Assignment - Write out the entries below exactly, starting at the first line and stopping after the line that contains "positive clicks: (571, 55)"; skip all pictures.
┄┄┄┄┄┄┄┄┄┄┄┄┄┄┄┄┄┄┄┄
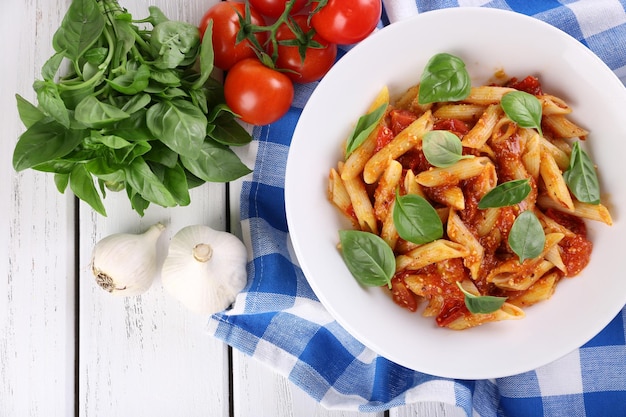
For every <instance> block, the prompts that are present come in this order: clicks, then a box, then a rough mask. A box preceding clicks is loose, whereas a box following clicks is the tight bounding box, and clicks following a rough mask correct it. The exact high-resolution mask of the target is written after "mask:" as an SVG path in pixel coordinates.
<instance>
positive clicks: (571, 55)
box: [285, 8, 626, 379]
mask: <svg viewBox="0 0 626 417" xmlns="http://www.w3.org/2000/svg"><path fill="white" fill-rule="evenodd" d="M439 52H447V53H451V54H454V55H457V56H459V57H461V58H462V59H463V60H464V61H465V63H466V65H467V68H468V71H469V73H470V75H471V76H472V80H473V84H474V85H480V84H482V83H485V82H487V81H488V80H489V79H490V78H492V77H493V75H494V73H495V72H496V71H497V70H500V69H504V71H505V72H506V73H507V74H508V75H509V76H516V77H518V78H523V77H525V76H526V75H535V76H538V77H539V78H540V81H541V82H542V85H543V86H544V91H546V92H548V93H553V94H555V95H559V96H562V97H563V98H565V99H566V100H567V101H568V102H569V104H570V105H571V106H572V107H573V109H574V113H573V115H574V118H575V120H576V121H578V122H579V123H580V124H582V125H583V126H584V127H586V128H587V129H589V130H590V131H591V134H590V136H589V140H588V143H587V144H588V147H587V150H588V152H589V153H590V155H591V157H592V158H593V160H594V161H595V162H596V164H597V165H598V166H599V172H600V181H601V186H602V189H603V192H604V194H603V198H604V202H605V203H608V204H607V205H608V206H609V209H610V210H611V213H612V216H613V221H614V224H613V226H612V227H609V226H606V225H604V224H599V223H594V222H588V227H589V236H590V238H591V240H592V241H593V243H594V249H593V254H592V258H591V262H590V264H589V265H588V267H587V268H586V269H585V270H584V271H583V272H582V273H581V274H580V275H578V276H577V277H575V278H572V279H565V280H564V281H562V282H561V283H560V284H559V286H558V288H557V291H556V293H555V295H554V296H553V297H552V298H551V299H550V300H548V301H546V302H543V303H540V304H537V305H535V306H532V307H530V308H527V309H525V311H526V314H527V315H526V317H525V318H524V319H523V320H516V321H504V322H498V323H491V324H486V325H483V326H480V327H477V328H472V329H468V330H464V331H453V330H448V329H443V328H438V327H437V326H436V325H435V322H434V319H433V318H425V317H422V316H421V314H419V312H418V313H410V312H408V311H407V310H405V309H402V308H400V307H398V306H396V305H395V304H394V303H393V301H391V299H390V297H388V295H387V294H385V293H384V291H383V290H382V289H380V288H364V287H361V286H360V285H359V284H358V283H357V282H356V281H355V280H354V278H353V277H352V276H351V275H350V273H349V272H348V270H347V268H346V266H345V265H344V262H343V260H342V258H341V256H340V254H339V252H338V251H337V249H336V244H337V242H338V239H339V237H338V230H339V229H342V228H343V229H345V228H348V227H349V225H348V224H347V223H346V222H345V220H344V219H343V218H342V215H341V214H340V213H339V212H338V210H337V209H336V208H335V207H334V206H332V205H331V203H329V201H328V200H327V193H326V187H327V178H328V172H329V170H330V168H331V167H334V166H336V162H337V161H338V160H339V158H340V157H341V152H340V147H341V145H342V142H343V141H344V139H345V138H346V137H347V135H348V134H349V133H350V131H351V129H352V127H353V126H354V123H355V122H356V120H357V119H358V118H359V116H361V115H362V114H363V113H365V112H366V110H367V107H368V106H369V104H370V103H371V101H372V100H373V98H374V97H375V96H376V94H377V93H378V92H379V90H380V89H381V88H382V87H383V86H384V85H387V86H388V87H389V89H390V92H391V95H392V99H393V98H394V97H397V96H398V95H399V94H401V93H402V92H403V91H404V90H405V89H406V88H407V87H409V86H410V85H413V84H415V83H416V82H417V81H418V80H419V77H420V75H421V72H422V69H423V68H424V66H425V64H426V62H427V61H428V59H429V58H430V57H432V56H433V55H434V54H436V53H439ZM624 109H626V89H624V86H623V85H622V83H621V82H620V81H619V79H618V78H617V77H616V76H615V75H614V74H613V73H612V72H611V71H610V70H609V69H608V67H606V65H605V64H604V63H603V62H601V61H600V60H599V59H598V58H597V57H596V56H595V55H594V54H592V53H591V52H590V51H589V50H588V49H586V48H585V47H584V46H583V45H582V44H580V43H579V42H577V41H576V40H575V39H573V38H571V37H570V36H568V35H566V34H565V33H563V32H561V31H560V30H557V29H555V28H554V27H552V26H549V25H547V24H545V23H543V22H541V21H539V20H536V19H533V18H529V17H526V16H524V15H520V14H516V13H513V12H506V11H502V10H495V9H487V8H455V9H444V10H439V11H433V12H428V13H424V14H422V15H418V16H416V17H415V18H413V19H409V20H406V21H402V22H399V23H396V24H393V25H390V26H388V27H386V28H385V29H383V30H381V31H380V32H379V33H377V34H375V35H373V36H371V37H370V38H368V39H367V40H365V41H364V42H362V43H360V44H359V45H357V46H356V47H355V48H354V49H352V50H351V51H350V52H349V53H348V54H347V55H346V56H345V57H343V58H342V59H341V60H340V61H339V62H338V63H337V64H336V65H335V66H334V67H333V68H332V69H331V71H330V72H329V73H328V74H327V76H326V77H325V78H324V79H323V81H322V82H321V83H320V85H319V86H318V87H317V89H316V90H315V91H314V93H313V95H312V97H311V98H310V100H309V102H308V103H307V106H306V107H305V109H304V111H303V113H302V116H301V117H300V120H299V123H298V126H297V128H296V130H295V133H294V136H293V141H292V144H291V148H290V152H289V157H288V162H287V171H286V187H285V198H286V210H287V220H288V224H289V230H290V233H291V239H292V242H293V246H294V250H295V253H296V256H297V258H298V261H299V263H300V266H301V267H302V269H303V271H304V274H305V275H306V277H307V279H308V281H309V283H310V284H311V287H312V288H313V290H314V291H315V293H316V295H317V296H318V297H319V299H320V301H321V302H322V304H323V305H324V306H325V307H326V308H327V309H328V311H329V312H330V313H331V314H332V315H333V317H335V318H336V320H337V321H338V322H339V323H340V324H341V325H342V326H344V328H346V330H348V331H349V332H350V333H351V334H352V335H354V336H355V337H356V338H357V339H358V340H360V341H361V342H362V343H363V344H365V345H366V346H368V347H369V348H371V349H372V350H374V351H375V352H377V353H378V354H380V355H382V356H385V357H386V358H388V359H390V360H392V361H394V362H397V363H398V364H401V365H404V366H406V367H408V368H411V369H414V370H417V371H421V372H425V373H428V374H432V375H438V376H443V377H452V378H464V379H479V378H495V377H502V376H508V375H513V374H518V373H522V372H525V371H529V370H532V369H534V368H537V367H539V366H542V365H545V364H547V363H549V362H551V361H554V360H556V359H558V358H560V357H562V356H563V355H565V354H567V353H569V352H571V351H572V350H574V349H576V348H578V347H580V346H581V345H583V344H584V343H585V342H587V341H588V340H589V339H591V338H592V337H593V336H594V335H596V334H597V333H598V332H599V331H600V330H602V328H603V327H605V326H606V325H607V324H608V323H609V322H610V321H611V319H613V318H614V317H615V315H616V314H617V313H618V312H619V311H620V310H621V308H622V307H623V306H624V304H625V303H626V277H624V273H623V271H622V270H621V265H622V264H621V259H622V258H623V257H624V242H625V236H626V227H625V222H624V218H623V216H624V211H623V210H622V207H626V192H624V191H625V190H624V185H623V183H622V181H623V179H624V176H625V175H626V171H625V163H624V155H626V124H624V123H623V118H624Z"/></svg>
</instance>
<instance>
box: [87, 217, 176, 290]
mask: <svg viewBox="0 0 626 417" xmlns="http://www.w3.org/2000/svg"><path fill="white" fill-rule="evenodd" d="M164 229H165V226H164V225H162V224H161V223H157V224H155V225H153V226H151V227H150V228H149V229H148V230H146V231H145V232H144V233H142V234H131V233H116V234H112V235H110V236H107V237H105V238H103V239H102V240H100V241H99V242H98V243H96V245H95V247H94V249H93V255H92V260H91V271H92V273H93V275H94V277H95V278H96V283H97V284H98V285H99V286H100V287H101V288H102V289H104V290H105V291H107V292H110V293H111V294H115V295H122V296H134V295H139V294H142V293H144V292H145V291H146V290H148V288H150V286H151V285H152V282H153V281H154V278H155V276H156V273H157V262H156V255H157V253H156V242H157V240H158V239H159V236H160V235H161V233H162V232H163V230H164Z"/></svg>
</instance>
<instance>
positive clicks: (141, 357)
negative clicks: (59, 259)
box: [79, 185, 229, 417]
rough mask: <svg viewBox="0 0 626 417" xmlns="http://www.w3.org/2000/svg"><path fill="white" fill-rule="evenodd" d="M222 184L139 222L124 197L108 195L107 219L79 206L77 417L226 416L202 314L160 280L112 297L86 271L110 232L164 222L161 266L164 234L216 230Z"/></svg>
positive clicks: (220, 223)
mask: <svg viewBox="0 0 626 417" xmlns="http://www.w3.org/2000/svg"><path fill="white" fill-rule="evenodd" d="M222 187H223V186H221V185H218V186H215V187H214V186H203V187H201V189H198V190H195V191H197V192H194V195H193V196H192V199H193V200H194V204H192V205H191V206H189V207H186V208H177V209H170V210H165V209H162V208H160V207H155V208H154V209H149V210H148V211H147V212H146V215H145V217H144V218H141V219H140V218H139V217H138V215H136V214H134V213H131V212H130V209H128V208H127V206H128V202H127V201H125V198H126V197H125V195H110V196H109V197H107V203H108V206H107V209H108V210H109V213H110V214H109V217H108V218H106V219H104V218H102V217H100V216H99V215H96V214H93V213H91V211H90V210H89V209H88V208H86V207H85V205H83V204H82V203H81V222H80V240H79V242H80V262H81V265H82V266H83V269H82V270H81V278H80V279H81V280H80V317H79V319H80V333H79V337H80V357H79V383H80V391H79V404H80V408H79V411H80V415H81V416H91V415H93V416H100V415H106V416H110V417H113V416H128V415H146V414H147V415H185V416H199V415H214V416H222V415H224V416H225V415H227V413H228V406H229V404H228V397H229V395H228V362H227V351H226V348H225V346H224V345H223V344H222V343H221V342H219V341H217V340H215V339H213V338H211V337H209V336H208V334H206V333H205V325H206V321H207V317H203V316H198V315H194V314H193V313H191V312H189V311H187V310H186V309H185V308H184V307H183V306H182V305H181V304H180V303H178V301H176V300H174V299H173V298H172V297H171V296H170V295H169V294H167V293H166V292H165V291H164V289H163V287H162V285H161V283H160V277H157V279H156V281H155V282H154V283H153V285H152V287H151V288H150V289H149V290H148V291H147V292H146V293H144V294H142V295H140V296H136V297H117V296H114V295H111V294H109V293H107V292H106V291H104V290H102V289H101V288H100V287H98V286H97V285H96V283H95V280H94V277H93V276H92V274H91V272H90V271H89V267H88V266H89V263H90V260H91V249H92V248H93V246H94V244H95V242H97V241H98V240H99V239H101V238H103V237H104V236H107V235H109V234H112V233H118V232H131V233H139V232H142V231H144V230H146V229H147V228H148V227H149V226H150V225H151V224H154V223H156V222H158V221H160V222H163V223H164V224H166V225H167V229H166V230H165V231H164V232H163V235H162V236H161V238H160V239H159V243H158V246H159V253H160V255H159V259H161V262H162V259H163V258H164V256H165V253H166V250H167V245H168V242H169V240H170V238H171V236H172V235H173V234H174V233H175V232H176V231H178V230H179V229H181V228H182V227H184V226H187V225H190V224H206V225H209V226H211V227H214V228H217V229H221V228H223V222H224V216H223V211H222V210H223V207H224V206H223V204H224V201H223V198H224V194H223V188H222ZM117 197H120V198H119V199H118V198H117ZM114 200H118V201H114Z"/></svg>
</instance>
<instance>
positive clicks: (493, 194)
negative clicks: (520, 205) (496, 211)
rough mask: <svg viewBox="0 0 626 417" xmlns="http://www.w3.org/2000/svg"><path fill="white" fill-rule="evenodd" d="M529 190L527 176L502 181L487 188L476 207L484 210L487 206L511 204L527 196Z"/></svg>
mask: <svg viewBox="0 0 626 417" xmlns="http://www.w3.org/2000/svg"><path fill="white" fill-rule="evenodd" d="M530 191H531V187H530V180H529V179H527V178H526V179H521V180H512V181H507V182H503V183H502V184H498V185H497V186H496V187H494V188H492V189H491V190H489V192H488V193H487V194H485V195H484V196H483V198H481V199H480V201H479V202H478V208H479V209H481V210H484V209H487V208H497V207H506V206H512V205H514V204H517V203H520V202H521V201H522V200H524V199H525V198H526V197H528V194H530Z"/></svg>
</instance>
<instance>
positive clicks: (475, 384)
mask: <svg viewBox="0 0 626 417" xmlns="http://www.w3.org/2000/svg"><path fill="white" fill-rule="evenodd" d="M384 4H385V12H386V13H385V16H384V19H383V20H384V24H389V22H395V21H398V20H400V19H404V18H406V17H409V16H412V15H414V14H415V13H418V12H419V13H423V12H427V11H429V10H434V9H440V8H446V7H466V6H484V7H495V8H502V9H509V10H514V11H517V12H520V13H524V14H527V15H531V16H534V17H537V18H539V19H541V20H544V21H546V22H548V23H550V24H552V25H554V26H556V27H558V28H560V29H562V30H563V31H565V32H567V33H569V34H570V35H572V36H573V37H575V38H576V39H578V40H579V41H580V42H582V43H583V44H585V45H586V46H587V47H589V48H590V49H591V50H592V51H593V52H594V53H596V54H597V55H598V56H599V57H600V58H601V59H603V60H604V62H606V64H607V65H608V66H609V67H610V68H611V69H612V70H613V71H615V73H616V74H617V75H618V77H620V79H621V80H622V81H623V82H626V0H579V1H575V0H560V1H557V0H508V1H505V0H493V1H485V0H440V1H427V0H386V1H384ZM314 88H315V85H314V84H310V85H304V86H300V87H299V88H298V90H297V98H296V101H295V103H294V106H293V108H292V109H291V111H290V112H289V113H288V114H287V115H286V116H285V117H284V118H283V119H281V120H280V121H278V122H277V123H274V124H272V125H269V126H264V127H261V128H255V130H254V136H255V138H256V141H255V145H256V146H258V150H257V152H256V162H255V167H254V174H253V177H252V180H251V181H247V182H245V183H244V185H243V189H242V193H241V221H242V229H243V233H244V239H245V241H246V244H247V245H248V247H249V248H251V250H252V256H253V259H252V260H251V261H250V262H249V265H248V270H249V281H248V285H247V287H246V288H245V289H244V291H243V292H242V293H241V294H240V295H239V296H238V298H237V300H236V301H235V304H234V306H233V308H232V309H230V310H226V311H224V312H221V313H219V314H216V315H214V316H213V317H212V318H211V319H210V321H209V331H210V333H211V334H213V335H214V336H216V337H217V338H219V339H221V340H223V341H225V342H226V343H228V344H229V345H231V346H233V347H234V348H236V349H238V350H240V351H242V352H244V353H246V354H248V355H250V356H252V357H254V358H256V359H258V360H259V361H261V362H263V363H266V364H267V365H268V366H270V367H272V368H273V369H275V370H276V371H277V372H279V373H280V374H283V375H285V376H287V377H288V378H289V379H290V380H291V381H293V382H294V383H295V384H296V385H297V386H299V387H300V388H302V389H303V390H304V391H306V392H307V393H308V394H310V395H311V396H312V397H313V398H314V399H315V400H317V401H319V402H320V403H321V404H322V405H324V406H325V407H327V408H334V409H343V410H360V411H381V410H386V409H389V408H391V407H395V406H400V405H403V404H410V403H415V402H418V401H439V402H446V403H450V404H455V405H457V406H458V407H461V408H462V409H463V410H465V412H466V413H467V415H468V416H480V417H492V416H507V417H514V416H523V417H527V416H533V417H534V416H568V417H569V416H575V417H579V416H586V417H591V416H598V417H600V416H601V417H611V416H626V309H624V310H623V311H622V313H621V314H619V315H618V316H617V317H615V319H614V320H613V321H612V322H611V323H610V324H609V325H608V326H607V327H606V328H605V329H604V330H603V331H602V332H601V333H600V334H598V335H597V336H596V337H595V338H594V339H592V340H591V341H589V342H588V343H587V344H585V345H584V346H582V347H581V348H580V349H578V350H576V351H574V352H572V353H570V354H568V355H567V356H565V357H563V358H561V359H559V360H557V361H555V362H553V363H551V364H548V365H546V366H543V367H541V368H539V369H537V370H534V371H531V372H527V373H524V374H521V375H516V376H511V377H506V378H499V379H495V380H476V381H466V380H452V379H446V378H439V377H434V376H430V375H426V374H422V373H419V372H415V371H412V370H409V369H406V368H404V367H402V366H399V365H397V364H395V363H393V362H390V361H389V360H387V359H385V358H383V357H381V356H378V355H377V354H375V353H374V352H372V351H371V350H369V349H368V348H366V347H364V346H363V345H362V344H361V343H359V342H358V341H356V340H355V339H354V338H353V337H352V336H351V335H350V334H348V332H347V331H346V330H344V329H343V328H342V327H341V326H339V325H338V324H337V322H336V321H335V320H334V319H333V318H332V317H331V316H330V314H329V313H328V312H327V311H326V310H325V309H324V307H322V305H321V304H320V302H319V301H318V300H317V298H316V296H315V294H314V293H313V291H312V290H311V288H310V286H309V285H308V283H307V280H306V278H305V277H304V275H303V273H302V271H301V270H300V268H299V267H298V265H297V261H296V259H295V256H294V254H293V251H292V248H291V243H290V240H289V231H288V228H287V222H286V218H285V209H284V189H283V187H284V173H285V165H286V161H287V153H288V151H289V144H290V141H291V136H292V133H293V130H294V128H295V125H296V123H297V120H298V117H299V115H300V112H301V109H302V107H303V106H304V104H305V103H306V100H307V98H308V96H309V95H310V93H311V91H312V90H313V89H314Z"/></svg>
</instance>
┄┄┄┄┄┄┄┄┄┄┄┄┄┄┄┄┄┄┄┄
Response below -
For every <instance> block, the prompts that are present come in this order: clicks, then a box, then a rough mask. A box preceding clicks is loose, whereas a box following clicks is the tight bounding box, and clicks following a rough mask correct it. The exact high-resolution mask of the target is written after "mask:" as an SVG path in pixel coordinates.
<instance>
positive clicks: (571, 55)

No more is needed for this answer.